** TEXT EXTRACT **
━━━━━━━━━━━━━━━━━━━━

Özge Beğde Mustafa Ömer Güçlü Sezer Ulutaş Emir İnanç Özgün Kurt
ShineRs have made use of
library(readxl)
library(tidyverse)
library(reshape2,warn.conflicts = FALSE)
library(scales,warn.conflicts = FALSE)
library(readxl)
library(ggplot2)
library(reshape2)
library(countrycode)
library(rworldmap)
library(maps) # Provides functions that let us plot the maps
library(mapdata) # Contains the hi-resolution points that mark out the countries.
library(gridExtra)
library(httr)
library(ggrepel)
library(knitr)
In this report ShineRs have analyzed femicide rates from various countries around the world based of data obtained from ”United Nations Office on Drugs and Crime”.
Among all the economic indices examined, it was found that the rate of women participating in the labor force was highly associated with the rate of femicide in a given country.
GDP per capita appeared to be inversely proportional to the rate of femicide with two notable exceptions: Russia had a high GDP per capita coupled with a high femicide rate, and Iceland had a low GDP per capita coupled with a low femicide rate.
The Human Development Indexe score, and other social indicators such as expected schooling years, and literacy did not have a significant impact on the femicide rate.
Countries that have the highest femicide rates have also the highest income inequality.
Human Development Index: The Human Development Index (HDI) is a summary measure of average achievement in key dimensions of human development: a long and healthy life, being knowledgeable and have a decent standard of living.
Expected Years of Schooling(Male/Female): Number of years of schooling that a child of school entrance age can expect to receive if prevailing patterns of age-specific enrolment rates persist throughout life disaggregated by sex.
Adult literacy rate: Percentage of the population that can, with understanding, both read and write a short simple statement on everyday life.
Femicide rate: Rate of countries according to number of women who killed by intimate partners or other family members.
GDP per capita, PPP (constant 2011 international $): GDP per capita based on purchasing power parity (PPP). PPP GDP is gross domestic product converted to international dollars using purchasing power parity rates.
Research and development (R&D) expenditure as a proportion of Gross Domestic Product (GDP): The amount of research and development expenditure divided by the total output of the economy.
The Gini Index: Measures the extent to which the distribution of income (or, in some cases, consumption expenditure) among individuals or households within an economy deviates from a perfectly equal distribution
Labor force: Ratio of proportion of a country’s working-age population (ages 15 and older) that engages in the labour market, either by working or actively looking for work, expressed as a percentage of the working-age population. Unemployment Rate: The percentage of persons in the labour force who are unemployed.

━━━━━━━━━━━━━━━━━━━━

** EXERCISES TO COMPLETE **
(a) According to the femicide report, which economic index was found to be highly associated with a country's femicide rate?
(b) Indicate whether each of the following statements agrees with the femicide report, answering yes or no and quoting the deciding words: (i) Russia combined a low GDP per capita with a high femicide rate. (ii) Expected schooling years and literacy did not significantly affect the femicide rate. (iii) The countries with the highest femicide rates also show the highest income inequality.
(c) Carry on the femicide report from the point at which it ends.

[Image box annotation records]

━━━━━━━━━━━━━━━━━━━━

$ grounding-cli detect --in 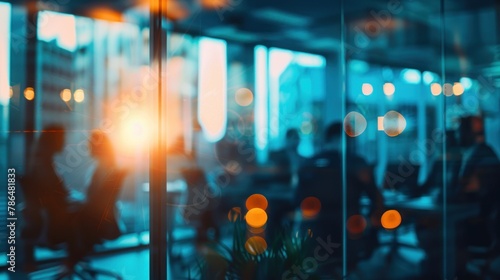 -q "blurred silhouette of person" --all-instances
[296,122,384,267]
[456,116,500,276]
[315,122,384,221]
[418,130,462,197]
[21,125,78,271]
[459,116,500,199]
[270,128,306,188]
[79,130,125,247]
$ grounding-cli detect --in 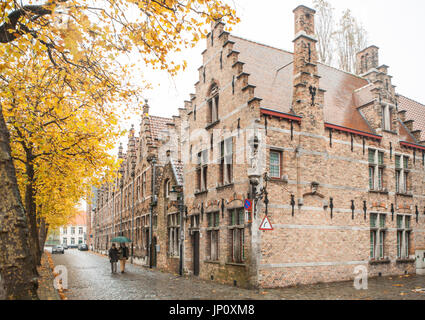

━━━━━━━━━━━━━━━━━━━━

** RESULTS IN ORDER **
(a) The rate of women participating in the labor force.

(b)
(i) No: "Russia had a high GDP per capita coupled with a high femicide rate"
(ii) Yes: "other social indicators such as expected schooling years, and literacy did not have a significant impact on the femicide rate"
(iii) Yes: "Countries that have the highest femicide rates have also the highest income inequality."

(c)
All our sources provide data in wide format. In order to use tidy verbs on these data sets we transform the data into long format. For example the expected years of schooling appeared in the following format:
female_schooling <- read.csv(
"https://raw.githubusercontent.com/pjournal/mef03g-ShineRs/master/female_schooling.csv",
header=TRUE,
stringsAsFactors = FALSE,
na = "..")
h <- head(female_schooling)
kable(h[,1:8],
caption = "Data in Wide Format")
HDI.Rank..2017. | Country | X1990 | X | X1995 | X.1 | X2000 | X.2 |
---|---|---|---|---|---|---|---|
168 | Afghanistan | NA | NA | NA | NA | 0.6 | NA |
68 | Albania | 11.3 | NA | 10.1 | NA | 10.6 | NA |
85 | Algeria | NA | NA | NA | NA | 11.0 | NA |
147 | Angola | NA | NA | 3.5 | NA | 4.5 | NA |
70 | Antigua and Barbuda | NA | NA | NA | NA | NA | NA |
47 | Argentina | NA | NA | 14.0 | NA | 16.3 | NA |
Since each csv file that we import has a similar format, a single procedure is enough to import and process data into the desired format. The procedure takes the following steps:
This procedure is executed for each dataset imported for the analyses in this report. We aspire to store the steps of this procedure under one R function, so that the procedure could be called parametrically without the need to copy paste the procudure steps.
female_schooling <- read.csv(
"https://raw.githubusercontent.com/pjournal/mef03g-ShineRs/master/female_schooling.csv",
header=TRUE,
stringsAsFactors = FALSE,
na = "..") %>%
plyr::rename(
c("Country" = "country",
"X" = "XXX")) %>%
select(-matches("\\w+\\.\\w+|XXX")) %>%
melt(id.vars="country",
variable.name = "year_recorded",
value.name = "expected_yrs",
na.rm = TRUE) %>%
mutate(year_recorded = as.numeric(gsub("\\w{1}(\\d{4})","\\1",year_recorded)))
h <- head(female_schooling)
kable(h,
caption = "Tidy Data in Long Format")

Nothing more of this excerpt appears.